Reproduce every one of the following entries word for word.

[Entries from a point labeling set]
----------------

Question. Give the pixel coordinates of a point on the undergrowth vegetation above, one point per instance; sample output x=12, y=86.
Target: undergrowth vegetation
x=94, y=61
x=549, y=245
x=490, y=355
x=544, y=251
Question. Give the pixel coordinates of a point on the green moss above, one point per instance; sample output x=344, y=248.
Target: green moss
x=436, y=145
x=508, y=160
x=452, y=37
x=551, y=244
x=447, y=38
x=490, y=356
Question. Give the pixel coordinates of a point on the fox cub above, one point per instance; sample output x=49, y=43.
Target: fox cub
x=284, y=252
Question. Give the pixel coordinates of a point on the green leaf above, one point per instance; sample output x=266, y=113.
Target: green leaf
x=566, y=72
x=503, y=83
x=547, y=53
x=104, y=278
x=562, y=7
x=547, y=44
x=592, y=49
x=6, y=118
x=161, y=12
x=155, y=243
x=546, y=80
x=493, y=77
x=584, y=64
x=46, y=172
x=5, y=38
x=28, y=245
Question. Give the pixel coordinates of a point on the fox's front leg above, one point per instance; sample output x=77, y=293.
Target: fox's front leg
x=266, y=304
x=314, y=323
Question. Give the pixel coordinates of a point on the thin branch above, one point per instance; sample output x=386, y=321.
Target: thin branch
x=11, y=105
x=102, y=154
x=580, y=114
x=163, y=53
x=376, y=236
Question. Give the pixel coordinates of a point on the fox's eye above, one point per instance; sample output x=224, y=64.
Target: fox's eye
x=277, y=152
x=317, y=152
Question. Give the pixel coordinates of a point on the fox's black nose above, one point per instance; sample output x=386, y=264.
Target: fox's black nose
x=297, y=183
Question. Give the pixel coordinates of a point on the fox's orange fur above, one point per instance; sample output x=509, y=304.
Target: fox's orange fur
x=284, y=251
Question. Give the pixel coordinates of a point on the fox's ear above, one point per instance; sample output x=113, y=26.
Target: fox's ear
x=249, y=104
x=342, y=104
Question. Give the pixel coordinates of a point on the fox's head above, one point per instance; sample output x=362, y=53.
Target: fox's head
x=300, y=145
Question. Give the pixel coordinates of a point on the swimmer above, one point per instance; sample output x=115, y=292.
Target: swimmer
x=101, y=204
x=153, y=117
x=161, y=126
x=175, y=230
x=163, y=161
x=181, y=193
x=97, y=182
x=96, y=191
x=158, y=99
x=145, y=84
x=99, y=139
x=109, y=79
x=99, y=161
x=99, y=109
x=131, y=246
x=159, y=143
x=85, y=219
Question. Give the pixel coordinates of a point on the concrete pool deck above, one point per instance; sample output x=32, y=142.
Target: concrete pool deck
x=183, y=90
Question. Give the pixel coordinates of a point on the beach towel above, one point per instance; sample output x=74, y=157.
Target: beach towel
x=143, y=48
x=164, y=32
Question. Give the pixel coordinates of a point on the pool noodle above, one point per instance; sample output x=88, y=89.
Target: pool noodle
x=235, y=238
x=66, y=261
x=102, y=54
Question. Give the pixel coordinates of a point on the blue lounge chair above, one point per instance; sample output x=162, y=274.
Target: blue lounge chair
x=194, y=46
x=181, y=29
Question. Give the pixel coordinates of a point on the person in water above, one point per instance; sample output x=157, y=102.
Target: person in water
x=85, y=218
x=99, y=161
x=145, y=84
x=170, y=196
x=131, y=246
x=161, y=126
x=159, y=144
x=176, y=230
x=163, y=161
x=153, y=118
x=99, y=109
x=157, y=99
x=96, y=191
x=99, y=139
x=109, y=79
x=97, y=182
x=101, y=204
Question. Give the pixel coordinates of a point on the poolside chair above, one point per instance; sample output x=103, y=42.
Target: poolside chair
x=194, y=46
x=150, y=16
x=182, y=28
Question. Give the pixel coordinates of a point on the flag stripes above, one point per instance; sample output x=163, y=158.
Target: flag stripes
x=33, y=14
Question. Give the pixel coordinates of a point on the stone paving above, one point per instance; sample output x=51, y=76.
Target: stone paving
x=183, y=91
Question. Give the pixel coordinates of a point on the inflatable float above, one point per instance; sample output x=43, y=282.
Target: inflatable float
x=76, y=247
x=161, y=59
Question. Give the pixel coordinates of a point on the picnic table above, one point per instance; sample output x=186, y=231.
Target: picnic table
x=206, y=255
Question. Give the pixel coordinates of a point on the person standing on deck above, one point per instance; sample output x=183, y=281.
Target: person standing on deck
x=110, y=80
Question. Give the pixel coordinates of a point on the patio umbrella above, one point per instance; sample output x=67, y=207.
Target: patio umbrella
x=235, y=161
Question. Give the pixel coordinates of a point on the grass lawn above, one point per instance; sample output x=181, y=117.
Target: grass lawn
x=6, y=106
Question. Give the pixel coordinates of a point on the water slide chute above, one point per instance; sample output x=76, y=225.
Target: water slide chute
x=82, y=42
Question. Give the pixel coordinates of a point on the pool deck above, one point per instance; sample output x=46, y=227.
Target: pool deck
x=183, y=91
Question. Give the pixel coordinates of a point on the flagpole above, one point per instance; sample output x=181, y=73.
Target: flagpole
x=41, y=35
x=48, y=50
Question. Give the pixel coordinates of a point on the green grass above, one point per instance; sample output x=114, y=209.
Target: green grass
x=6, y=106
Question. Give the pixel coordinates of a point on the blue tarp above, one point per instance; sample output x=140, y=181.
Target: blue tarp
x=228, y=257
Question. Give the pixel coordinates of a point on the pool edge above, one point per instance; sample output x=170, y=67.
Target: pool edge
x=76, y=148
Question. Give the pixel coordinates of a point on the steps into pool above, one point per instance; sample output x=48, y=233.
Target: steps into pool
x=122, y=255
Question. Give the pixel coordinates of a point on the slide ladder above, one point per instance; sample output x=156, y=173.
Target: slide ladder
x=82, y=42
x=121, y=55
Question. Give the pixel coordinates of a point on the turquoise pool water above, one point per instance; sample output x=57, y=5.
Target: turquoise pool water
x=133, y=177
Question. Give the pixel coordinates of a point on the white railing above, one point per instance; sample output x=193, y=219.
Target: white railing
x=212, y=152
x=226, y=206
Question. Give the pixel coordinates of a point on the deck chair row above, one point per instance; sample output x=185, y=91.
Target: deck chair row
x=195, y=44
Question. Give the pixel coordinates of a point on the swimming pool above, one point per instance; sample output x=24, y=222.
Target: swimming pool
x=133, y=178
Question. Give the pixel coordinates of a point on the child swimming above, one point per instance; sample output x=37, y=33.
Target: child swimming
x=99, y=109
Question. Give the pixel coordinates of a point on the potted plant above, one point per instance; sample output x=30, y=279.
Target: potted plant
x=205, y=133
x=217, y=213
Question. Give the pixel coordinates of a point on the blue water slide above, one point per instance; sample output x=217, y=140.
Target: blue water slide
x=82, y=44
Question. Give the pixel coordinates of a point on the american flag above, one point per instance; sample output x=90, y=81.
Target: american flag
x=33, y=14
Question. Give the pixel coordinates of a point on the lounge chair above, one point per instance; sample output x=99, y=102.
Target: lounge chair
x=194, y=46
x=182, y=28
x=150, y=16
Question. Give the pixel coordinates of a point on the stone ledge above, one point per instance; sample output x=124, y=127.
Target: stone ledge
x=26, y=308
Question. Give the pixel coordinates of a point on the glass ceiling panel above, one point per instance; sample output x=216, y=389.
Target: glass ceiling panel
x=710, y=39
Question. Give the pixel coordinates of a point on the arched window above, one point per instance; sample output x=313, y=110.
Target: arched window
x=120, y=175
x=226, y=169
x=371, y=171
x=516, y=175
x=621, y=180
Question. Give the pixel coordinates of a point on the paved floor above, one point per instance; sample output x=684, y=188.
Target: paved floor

----------------

The response =
Question. Give the pixel coordinates of a point on the undergrowth vegetation above, one point per instance; sample output x=12, y=86.
Target: undergrowth vegetation
x=94, y=61
x=549, y=245
x=490, y=355
x=544, y=251
Question. Give the pixel coordinates of a point on the green moss above, one point per instance; sample output x=344, y=248.
Target: green moss
x=436, y=145
x=508, y=160
x=452, y=37
x=551, y=244
x=447, y=38
x=490, y=356
Question. Give the pixel coordinates of a point on the fox cub above, one point per instance; sample output x=49, y=43.
Target: fox cub
x=284, y=252
Question. Give the pixel coordinates of a point on the green leaf above, one point per instance; sample output x=266, y=113.
Target: green leaf
x=566, y=72
x=503, y=83
x=547, y=53
x=104, y=278
x=562, y=7
x=547, y=44
x=592, y=49
x=6, y=118
x=161, y=12
x=155, y=243
x=546, y=80
x=493, y=77
x=584, y=64
x=46, y=172
x=5, y=38
x=28, y=245
Question. Give the pixel coordinates of a point on the fox's front leg above, one point per instance; sample output x=77, y=293.
Target: fox's front leg
x=266, y=304
x=314, y=323
Question. Give the pixel coordinates of a point on the thin branch above, one point per instance; sample output x=386, y=321.
Target: thin branch
x=11, y=105
x=102, y=154
x=580, y=114
x=163, y=53
x=376, y=236
Question. Give the pixel coordinates of a point on the fox's eye above, one point per instance; sample output x=224, y=64.
Target: fox's eye
x=277, y=152
x=317, y=152
Question. Give the pixel coordinates of a point on the fox's black nose above, one point per instance; sample output x=386, y=264.
Target: fox's black nose
x=297, y=183
Question. Give the pixel coordinates of a point on the fox's orange fur above, one point per instance; sample output x=509, y=304.
Target: fox's orange fur
x=284, y=251
Question. Give the pixel coordinates of a point on the fox's ear above, one point per instance; sample output x=113, y=26.
Target: fox's ear
x=249, y=104
x=342, y=104
Question. Give the pixel coordinates of a point on the fox's head above, one point per instance; sample output x=362, y=53.
Target: fox's head
x=300, y=145
Question. Give the pixel coordinates of a point on the swimmer above, one point per instance; sample output x=115, y=292.
Target: swimmer
x=101, y=204
x=153, y=117
x=161, y=126
x=175, y=230
x=163, y=161
x=181, y=193
x=97, y=182
x=96, y=191
x=158, y=99
x=145, y=84
x=99, y=139
x=109, y=79
x=99, y=161
x=99, y=109
x=131, y=246
x=159, y=143
x=85, y=219
Question. Give the pixel coordinates of a point on the concrete pool deck above, one point per instance; sample output x=32, y=142.
Target: concrete pool deck
x=183, y=90
Question. Give the pixel coordinates of a point on the beach towel above, one point per instance; sample output x=74, y=157.
Target: beach towel
x=143, y=48
x=164, y=32
Question. Give the pixel coordinates of a point on the pool noodle above, one point per instance; sample output x=88, y=89.
Target: pool noodle
x=235, y=238
x=66, y=261
x=102, y=54
Question. Give the pixel coordinates of a point on the blue lounge chair above, one point per instance; sample output x=162, y=274.
Target: blue lounge chair
x=194, y=46
x=181, y=29
Question. Give the pixel coordinates of a point on the person in water above, one point per instance; sample output x=157, y=102.
Target: person in water
x=85, y=218
x=99, y=161
x=145, y=84
x=170, y=196
x=131, y=246
x=161, y=126
x=159, y=144
x=176, y=230
x=163, y=161
x=153, y=118
x=99, y=109
x=157, y=99
x=96, y=191
x=99, y=139
x=109, y=79
x=97, y=182
x=101, y=204
Question. Give the pixel coordinates of a point on the poolside chair above, one point per instance; sample output x=103, y=42.
Target: poolside chair
x=194, y=46
x=150, y=16
x=182, y=28
Question. Give the pixel coordinates of a point on the flag stripes above, one point per instance; sample output x=163, y=158.
Target: flag stripes
x=33, y=14
Question. Give the pixel coordinates of a point on the stone paving above, one point per instance; sample output x=51, y=76.
Target: stone paving
x=183, y=91
Question. Give the pixel coordinates of a point on the inflatable float above, one point per instance; sample output x=43, y=282.
Target: inflatable float
x=76, y=247
x=161, y=59
Question. Give the pixel coordinates of a point on the picnic table above, one point per instance; sample output x=186, y=231.
Target: picnic table
x=206, y=255
Question. Give the pixel coordinates of a point on the person standing on deck above, one point per instance; sample output x=183, y=281.
Target: person standing on deck
x=110, y=80
Question. Give the pixel coordinates of a point on the patio umbrella above, one point per instance; sample output x=67, y=207.
Target: patio umbrella
x=235, y=161
Question. Give the pixel coordinates of a point on the grass lawn above, one point per instance; sample output x=181, y=117.
Target: grass lawn
x=6, y=106
Question. Give the pixel coordinates of a point on the water slide chute above, one point per instance; sample output x=76, y=225.
Target: water slide chute
x=82, y=42
Question. Give the pixel coordinates of a point on the pool deck above, one point per instance; sample output x=46, y=227.
Target: pool deck
x=183, y=91
Question. Give the pixel coordinates of a point on the flagpole above, one point per instance; sample output x=181, y=73.
Target: flagpole
x=41, y=35
x=48, y=50
Question. Give the pixel coordinates of a point on the green grass above, one point per instance; sample output x=114, y=209.
Target: green grass
x=6, y=106
Question. Give the pixel coordinates of a point on the blue tarp above, one point per instance; sample output x=140, y=181.
Target: blue tarp
x=228, y=257
Question. Give the pixel coordinates of a point on the pool edge above, one point per instance; sample output x=170, y=67.
Target: pool edge
x=76, y=148
Question. Give the pixel coordinates of a point on the steps into pool above, one point per instance; sample output x=48, y=233.
Target: steps into pool
x=122, y=255
Question. Give the pixel coordinates of a point on the slide ladder above, one point per instance; sample output x=156, y=173.
Target: slide ladder
x=82, y=42
x=121, y=55
Question. Give the pixel coordinates of a point on the turquoise pool water above, one point per instance; sample output x=57, y=5.
Target: turquoise pool water
x=133, y=177
Question. Give the pixel coordinates of a point on the white railing above, one point per instance; sample output x=193, y=219.
Target: white railing
x=212, y=152
x=226, y=206
Question. Give the pixel coordinates of a point on the deck chair row above, one point per instance; sample output x=185, y=91.
Target: deck chair row
x=195, y=44
Question. Give the pixel coordinates of a point on the swimming pool above, one point per instance; sample output x=24, y=222.
Target: swimming pool
x=133, y=178
Question. Give the pixel coordinates of a point on the child swimming above, one point per instance; sample output x=37, y=33.
Target: child swimming
x=99, y=109
Question. Give the pixel coordinates of a point on the potted plant above, one point per instance; sample output x=30, y=279.
Target: potted plant
x=205, y=133
x=217, y=213
Question. Give the pixel coordinates of a point on the blue water slide above, one point per instance; sample output x=217, y=140.
Target: blue water slide
x=82, y=44
Question. Give the pixel coordinates of a point on the american flag above, one point per instance; sample output x=90, y=81.
Target: american flag
x=33, y=14
Question. Give the pixel coordinates of a point on the lounge chair above, one point per instance; sample output x=99, y=102.
Target: lounge chair
x=194, y=46
x=182, y=28
x=150, y=16
Question. Give the pixel coordinates of a point on the stone ledge above, one point per instance; sample output x=124, y=127.
Target: stone ledge
x=26, y=308
Question. Give the pixel coordinates of a point on the glass ceiling panel above, one point per instance; sample output x=216, y=389.
Target: glass ceiling panel
x=710, y=39
Question. Give the pixel coordinates of a point on the arched window above, one point per instance; sample output x=313, y=110.
Target: arched window
x=120, y=175
x=226, y=169
x=371, y=171
x=516, y=175
x=621, y=180
Question. Give the pixel coordinates of a point on the paved floor above, one point per instance; sample output x=684, y=188.
Target: paved floor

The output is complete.